• Task inputs

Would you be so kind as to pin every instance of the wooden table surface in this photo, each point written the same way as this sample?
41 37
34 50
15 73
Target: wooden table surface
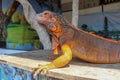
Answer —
76 70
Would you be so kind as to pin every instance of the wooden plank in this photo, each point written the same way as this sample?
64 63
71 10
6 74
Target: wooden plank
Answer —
76 70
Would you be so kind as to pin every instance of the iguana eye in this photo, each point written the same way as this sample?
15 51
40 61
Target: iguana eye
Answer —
46 13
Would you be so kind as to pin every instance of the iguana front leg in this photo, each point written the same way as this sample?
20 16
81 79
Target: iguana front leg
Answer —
61 61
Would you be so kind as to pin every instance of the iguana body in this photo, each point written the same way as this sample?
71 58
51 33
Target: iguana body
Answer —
71 40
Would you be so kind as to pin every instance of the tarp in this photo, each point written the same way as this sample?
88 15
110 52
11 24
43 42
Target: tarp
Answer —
95 21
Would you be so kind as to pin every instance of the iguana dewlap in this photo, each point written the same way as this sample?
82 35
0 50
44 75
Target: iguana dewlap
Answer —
71 40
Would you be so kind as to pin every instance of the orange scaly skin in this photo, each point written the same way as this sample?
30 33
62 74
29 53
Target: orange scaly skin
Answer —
71 40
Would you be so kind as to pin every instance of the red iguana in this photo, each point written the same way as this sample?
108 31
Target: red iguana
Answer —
71 40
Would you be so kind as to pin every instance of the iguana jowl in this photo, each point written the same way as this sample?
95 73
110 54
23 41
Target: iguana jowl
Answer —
71 40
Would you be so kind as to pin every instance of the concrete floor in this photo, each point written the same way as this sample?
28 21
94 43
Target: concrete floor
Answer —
9 51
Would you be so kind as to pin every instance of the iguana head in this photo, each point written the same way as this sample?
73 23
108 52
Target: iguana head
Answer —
50 21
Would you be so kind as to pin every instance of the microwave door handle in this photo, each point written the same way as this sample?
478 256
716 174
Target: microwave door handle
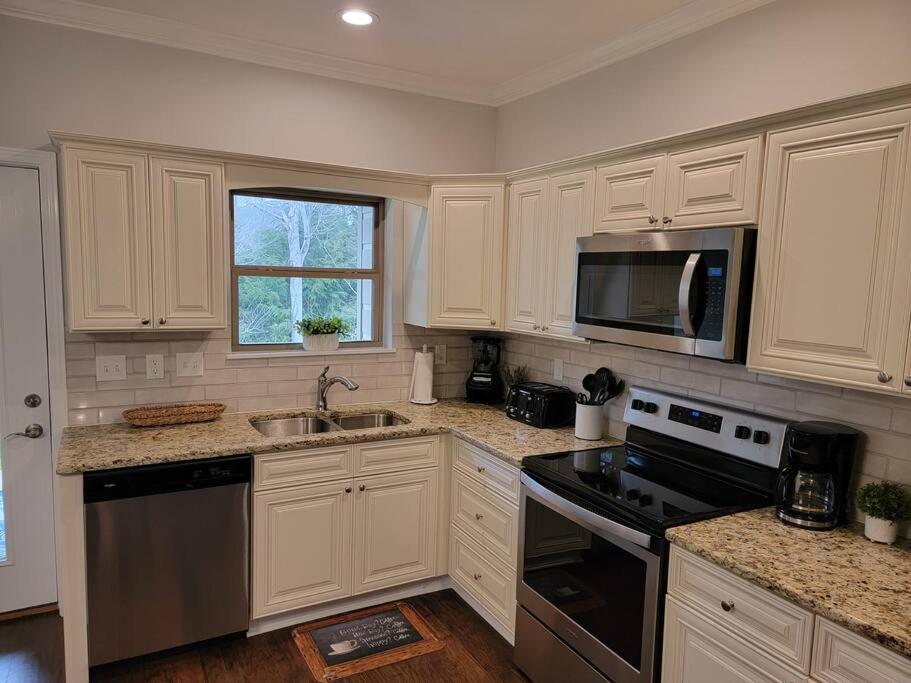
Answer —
684 294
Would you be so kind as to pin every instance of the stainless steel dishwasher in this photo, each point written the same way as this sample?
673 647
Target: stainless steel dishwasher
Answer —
167 555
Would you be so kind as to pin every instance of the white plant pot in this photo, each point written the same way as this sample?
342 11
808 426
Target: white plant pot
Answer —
321 343
880 530
589 422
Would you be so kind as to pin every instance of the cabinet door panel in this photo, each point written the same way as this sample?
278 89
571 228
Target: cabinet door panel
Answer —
301 546
630 195
107 240
831 299
712 186
395 529
572 204
525 284
189 254
467 253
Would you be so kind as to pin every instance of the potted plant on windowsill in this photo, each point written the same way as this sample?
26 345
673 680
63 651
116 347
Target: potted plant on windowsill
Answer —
885 504
321 333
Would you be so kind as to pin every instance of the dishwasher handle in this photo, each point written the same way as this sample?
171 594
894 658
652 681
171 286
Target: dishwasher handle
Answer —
150 480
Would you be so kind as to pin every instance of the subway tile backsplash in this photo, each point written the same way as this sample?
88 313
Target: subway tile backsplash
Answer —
885 420
248 384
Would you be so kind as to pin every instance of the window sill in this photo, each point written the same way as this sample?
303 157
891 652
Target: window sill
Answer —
357 351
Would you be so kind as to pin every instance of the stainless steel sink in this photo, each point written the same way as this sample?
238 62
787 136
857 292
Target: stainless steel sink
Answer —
294 426
367 420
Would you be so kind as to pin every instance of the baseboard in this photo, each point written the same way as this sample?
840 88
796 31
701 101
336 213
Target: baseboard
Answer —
328 609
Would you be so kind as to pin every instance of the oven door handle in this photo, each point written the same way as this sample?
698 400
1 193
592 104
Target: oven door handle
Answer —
684 295
580 515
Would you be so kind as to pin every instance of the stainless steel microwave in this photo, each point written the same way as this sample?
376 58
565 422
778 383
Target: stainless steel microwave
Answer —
684 291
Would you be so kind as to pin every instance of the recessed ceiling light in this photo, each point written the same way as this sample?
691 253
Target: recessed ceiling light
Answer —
357 17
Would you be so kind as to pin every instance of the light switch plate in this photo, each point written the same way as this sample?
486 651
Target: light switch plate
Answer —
189 365
154 366
110 368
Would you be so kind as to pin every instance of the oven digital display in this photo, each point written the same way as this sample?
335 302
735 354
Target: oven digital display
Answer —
695 418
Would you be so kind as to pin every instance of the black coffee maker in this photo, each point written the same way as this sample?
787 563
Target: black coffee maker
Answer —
813 481
484 384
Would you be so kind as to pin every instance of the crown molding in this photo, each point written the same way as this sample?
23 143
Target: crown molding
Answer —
689 18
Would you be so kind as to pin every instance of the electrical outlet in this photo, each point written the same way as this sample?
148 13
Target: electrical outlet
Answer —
154 366
110 368
189 365
558 369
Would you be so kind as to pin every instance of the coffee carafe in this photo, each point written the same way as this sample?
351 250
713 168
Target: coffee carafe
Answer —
815 474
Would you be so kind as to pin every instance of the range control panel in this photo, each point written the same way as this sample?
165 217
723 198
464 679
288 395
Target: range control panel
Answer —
751 436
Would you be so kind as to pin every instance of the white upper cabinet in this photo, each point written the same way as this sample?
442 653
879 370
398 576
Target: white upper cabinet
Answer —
107 240
831 296
630 195
145 240
188 254
466 256
713 186
527 224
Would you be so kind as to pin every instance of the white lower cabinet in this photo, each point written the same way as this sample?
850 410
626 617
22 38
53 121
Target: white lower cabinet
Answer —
395 525
317 542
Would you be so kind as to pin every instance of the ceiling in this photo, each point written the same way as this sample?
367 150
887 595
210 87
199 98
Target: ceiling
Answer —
485 51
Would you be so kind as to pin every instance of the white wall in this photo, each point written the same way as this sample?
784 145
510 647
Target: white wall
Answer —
786 54
78 81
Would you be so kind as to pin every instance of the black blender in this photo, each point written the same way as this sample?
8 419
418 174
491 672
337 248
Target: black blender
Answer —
484 384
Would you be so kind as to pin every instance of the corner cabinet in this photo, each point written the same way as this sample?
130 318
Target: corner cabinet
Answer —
454 258
836 309
144 240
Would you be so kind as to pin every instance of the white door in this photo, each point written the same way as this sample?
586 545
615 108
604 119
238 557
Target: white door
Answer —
27 561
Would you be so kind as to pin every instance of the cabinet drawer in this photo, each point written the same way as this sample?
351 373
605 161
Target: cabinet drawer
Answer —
492 584
493 473
840 656
771 623
698 651
488 520
388 456
275 470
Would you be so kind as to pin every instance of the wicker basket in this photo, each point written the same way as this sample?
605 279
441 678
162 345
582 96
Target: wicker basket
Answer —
179 413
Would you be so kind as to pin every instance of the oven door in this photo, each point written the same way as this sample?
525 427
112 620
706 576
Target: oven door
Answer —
592 581
672 291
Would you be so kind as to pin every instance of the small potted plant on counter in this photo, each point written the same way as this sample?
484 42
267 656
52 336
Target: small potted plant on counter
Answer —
885 504
321 333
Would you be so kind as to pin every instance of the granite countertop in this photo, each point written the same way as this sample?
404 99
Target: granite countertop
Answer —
838 574
101 447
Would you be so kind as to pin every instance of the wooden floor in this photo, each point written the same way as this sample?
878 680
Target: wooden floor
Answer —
31 650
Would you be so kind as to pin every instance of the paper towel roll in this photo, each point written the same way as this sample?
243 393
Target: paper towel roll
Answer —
421 390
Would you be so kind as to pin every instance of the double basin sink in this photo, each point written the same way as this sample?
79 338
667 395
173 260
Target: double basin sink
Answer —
294 426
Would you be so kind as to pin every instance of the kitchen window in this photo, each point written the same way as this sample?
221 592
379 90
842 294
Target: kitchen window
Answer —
297 254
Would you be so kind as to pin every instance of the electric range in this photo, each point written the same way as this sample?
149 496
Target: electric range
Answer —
592 550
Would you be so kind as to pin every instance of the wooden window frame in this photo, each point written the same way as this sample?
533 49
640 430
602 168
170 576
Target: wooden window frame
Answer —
376 274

• Problem description
Lines that hold the word "windowsill" are the ones to copy from the entries above.

• Completed exercise
Would you be so kind as to pin every instance of the potted plant on windowsill in this photo, each point written the same way as this sample?
Target: potted plant on windowsill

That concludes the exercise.